= WHAT TO PRODUCE =
Look through the records below for the line holding "[locate] the man in dark". Write it out exactly, with each following line through the line holding "Target: grassy meadow".

= RECORDS FOR THIS EXERCISE =
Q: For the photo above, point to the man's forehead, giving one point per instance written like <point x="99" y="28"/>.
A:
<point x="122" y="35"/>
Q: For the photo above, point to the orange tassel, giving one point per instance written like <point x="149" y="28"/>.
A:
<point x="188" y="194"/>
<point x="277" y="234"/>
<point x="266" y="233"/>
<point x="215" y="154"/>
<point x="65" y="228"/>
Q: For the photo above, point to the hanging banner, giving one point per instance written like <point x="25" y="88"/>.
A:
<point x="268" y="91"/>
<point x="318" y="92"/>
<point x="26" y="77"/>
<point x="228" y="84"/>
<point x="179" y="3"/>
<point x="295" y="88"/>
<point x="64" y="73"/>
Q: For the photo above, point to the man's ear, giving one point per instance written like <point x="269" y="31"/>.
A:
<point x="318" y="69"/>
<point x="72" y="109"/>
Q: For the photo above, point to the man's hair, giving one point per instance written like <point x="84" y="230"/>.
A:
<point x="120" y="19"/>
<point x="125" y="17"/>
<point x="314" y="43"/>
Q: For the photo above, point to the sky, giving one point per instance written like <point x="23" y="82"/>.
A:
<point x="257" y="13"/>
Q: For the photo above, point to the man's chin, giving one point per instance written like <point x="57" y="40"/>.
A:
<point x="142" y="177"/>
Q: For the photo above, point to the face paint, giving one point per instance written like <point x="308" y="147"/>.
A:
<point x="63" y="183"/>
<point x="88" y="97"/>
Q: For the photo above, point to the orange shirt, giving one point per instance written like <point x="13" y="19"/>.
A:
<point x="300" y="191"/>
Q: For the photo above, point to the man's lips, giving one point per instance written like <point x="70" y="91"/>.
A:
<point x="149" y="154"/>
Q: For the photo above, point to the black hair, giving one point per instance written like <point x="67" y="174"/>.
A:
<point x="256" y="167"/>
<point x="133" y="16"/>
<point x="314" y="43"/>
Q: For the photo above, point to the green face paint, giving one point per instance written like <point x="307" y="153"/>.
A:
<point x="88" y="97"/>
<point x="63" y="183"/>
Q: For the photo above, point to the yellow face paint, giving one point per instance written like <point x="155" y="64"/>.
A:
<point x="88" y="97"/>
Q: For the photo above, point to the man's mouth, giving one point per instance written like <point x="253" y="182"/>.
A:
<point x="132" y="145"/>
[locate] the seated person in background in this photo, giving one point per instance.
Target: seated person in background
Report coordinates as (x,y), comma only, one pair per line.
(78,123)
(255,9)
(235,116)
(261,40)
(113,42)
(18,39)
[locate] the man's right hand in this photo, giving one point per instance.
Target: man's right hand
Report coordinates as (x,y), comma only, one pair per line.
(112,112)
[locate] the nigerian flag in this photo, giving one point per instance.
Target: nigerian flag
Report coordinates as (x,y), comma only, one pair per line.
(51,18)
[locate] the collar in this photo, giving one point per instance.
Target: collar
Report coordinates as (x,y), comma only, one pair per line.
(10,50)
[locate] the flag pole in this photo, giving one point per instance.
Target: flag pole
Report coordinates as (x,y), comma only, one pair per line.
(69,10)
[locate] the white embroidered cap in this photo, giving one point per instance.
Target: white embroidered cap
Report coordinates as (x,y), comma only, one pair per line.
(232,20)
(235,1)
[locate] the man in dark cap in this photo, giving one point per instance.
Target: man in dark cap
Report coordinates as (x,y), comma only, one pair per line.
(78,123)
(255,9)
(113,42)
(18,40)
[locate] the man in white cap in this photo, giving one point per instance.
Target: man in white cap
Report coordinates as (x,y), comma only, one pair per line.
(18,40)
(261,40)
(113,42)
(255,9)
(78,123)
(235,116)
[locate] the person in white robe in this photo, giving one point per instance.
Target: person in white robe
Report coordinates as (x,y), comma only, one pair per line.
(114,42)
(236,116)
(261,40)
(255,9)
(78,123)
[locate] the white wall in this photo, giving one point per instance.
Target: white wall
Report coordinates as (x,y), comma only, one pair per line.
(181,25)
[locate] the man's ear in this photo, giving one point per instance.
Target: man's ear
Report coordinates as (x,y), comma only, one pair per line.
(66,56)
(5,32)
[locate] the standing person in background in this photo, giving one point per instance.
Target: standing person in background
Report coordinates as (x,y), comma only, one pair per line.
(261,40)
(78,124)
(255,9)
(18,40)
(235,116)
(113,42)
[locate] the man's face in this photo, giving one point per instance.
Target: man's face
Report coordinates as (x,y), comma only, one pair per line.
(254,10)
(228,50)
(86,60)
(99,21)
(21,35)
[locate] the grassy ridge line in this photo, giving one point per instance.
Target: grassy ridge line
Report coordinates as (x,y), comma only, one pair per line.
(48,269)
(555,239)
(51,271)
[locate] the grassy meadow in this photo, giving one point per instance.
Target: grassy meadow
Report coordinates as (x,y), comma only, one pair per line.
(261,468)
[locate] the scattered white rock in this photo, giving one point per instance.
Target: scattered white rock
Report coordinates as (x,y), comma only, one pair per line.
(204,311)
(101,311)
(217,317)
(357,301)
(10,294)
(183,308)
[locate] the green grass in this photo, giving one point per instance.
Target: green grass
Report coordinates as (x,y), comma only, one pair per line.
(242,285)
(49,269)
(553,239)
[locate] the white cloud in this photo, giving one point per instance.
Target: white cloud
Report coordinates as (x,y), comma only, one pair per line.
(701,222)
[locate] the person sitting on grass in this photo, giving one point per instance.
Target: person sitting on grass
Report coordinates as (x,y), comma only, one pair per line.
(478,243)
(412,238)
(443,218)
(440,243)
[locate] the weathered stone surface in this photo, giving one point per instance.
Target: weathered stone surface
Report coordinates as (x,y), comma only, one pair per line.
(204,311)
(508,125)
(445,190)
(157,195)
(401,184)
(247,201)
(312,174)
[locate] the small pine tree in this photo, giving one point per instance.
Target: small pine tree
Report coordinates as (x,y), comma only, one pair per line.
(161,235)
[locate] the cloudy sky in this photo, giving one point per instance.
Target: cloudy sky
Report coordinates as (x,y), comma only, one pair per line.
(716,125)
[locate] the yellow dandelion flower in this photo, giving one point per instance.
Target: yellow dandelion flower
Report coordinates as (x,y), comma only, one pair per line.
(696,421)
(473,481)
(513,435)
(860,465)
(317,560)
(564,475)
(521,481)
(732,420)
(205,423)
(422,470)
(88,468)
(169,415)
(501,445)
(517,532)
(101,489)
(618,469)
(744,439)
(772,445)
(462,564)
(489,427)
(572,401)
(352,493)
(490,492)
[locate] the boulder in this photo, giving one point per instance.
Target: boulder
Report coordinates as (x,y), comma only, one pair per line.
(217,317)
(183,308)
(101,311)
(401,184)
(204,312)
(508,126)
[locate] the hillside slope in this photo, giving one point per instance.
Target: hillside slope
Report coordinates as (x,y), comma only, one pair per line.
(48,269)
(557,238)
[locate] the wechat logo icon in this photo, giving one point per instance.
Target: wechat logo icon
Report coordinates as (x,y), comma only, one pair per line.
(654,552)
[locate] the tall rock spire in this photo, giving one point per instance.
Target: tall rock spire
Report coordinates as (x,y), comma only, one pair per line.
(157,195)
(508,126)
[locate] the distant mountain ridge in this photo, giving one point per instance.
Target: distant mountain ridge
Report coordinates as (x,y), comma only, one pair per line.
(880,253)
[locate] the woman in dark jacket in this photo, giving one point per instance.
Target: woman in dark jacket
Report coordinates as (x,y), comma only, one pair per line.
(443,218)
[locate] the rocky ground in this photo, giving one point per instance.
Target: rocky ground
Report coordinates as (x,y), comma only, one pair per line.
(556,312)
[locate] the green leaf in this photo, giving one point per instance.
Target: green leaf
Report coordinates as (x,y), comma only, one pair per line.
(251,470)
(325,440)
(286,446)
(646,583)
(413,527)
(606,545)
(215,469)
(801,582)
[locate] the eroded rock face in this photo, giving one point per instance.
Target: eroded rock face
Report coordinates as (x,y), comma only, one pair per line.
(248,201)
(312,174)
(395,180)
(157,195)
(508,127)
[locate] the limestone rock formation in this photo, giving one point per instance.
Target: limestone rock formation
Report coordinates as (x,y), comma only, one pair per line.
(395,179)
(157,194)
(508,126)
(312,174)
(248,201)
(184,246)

= OUTPUT FOR THIS EXERCISE =
[locate] the man in dark cap in this photo, giving one point per instance.
Target: man in dark cap
Report coordinates as (x,y), comma only, one pair per line.
(78,123)
(255,9)
(113,42)
(18,40)
[locate] the man in white cap in this photo, giving one point per instance.
Target: man in white cap
Report coordinates as (x,y), comma only, one pair per line.
(18,40)
(261,40)
(113,42)
(255,9)
(78,123)
(235,116)
[locate] the person in white robe in this photo, giving one point per instance.
Target: person in white robe
Report coordinates as (x,y), comma only, one pair per line.
(114,42)
(236,116)
(261,40)
(255,9)
(78,123)
[locate] the white wall in this photo, giving one point per instance.
Target: white wall
Report coordinates as (x,y), comma only, one pair per line.
(181,25)
[locate] the man's ear in this photo, giving one point per instance.
Target: man's ear
Report coordinates as (x,y), comma only, one pair per line.
(66,56)
(5,32)
[locate] the standing person in background in this photo, giving one point per instance.
Target: standing person in background
Report coordinates as (x,y), comma only, one pair per line.
(261,40)
(78,124)
(255,9)
(18,40)
(235,116)
(113,42)
[locate] the man's face in this photo, giving one point per instance.
Target: man's face
Report coordinates as (x,y), comma only, one pair per line.
(254,10)
(228,50)
(86,60)
(99,21)
(21,35)
[locate] the grassy ridge line in this photo, giving one point per instance.
Target: grassy ridge line
Report coordinates as (x,y), comma only, one pair per line.
(48,269)
(555,239)
(51,271)
[locate] the grassy meadow in this photo, giving one point per instance.
Target: grassy meadow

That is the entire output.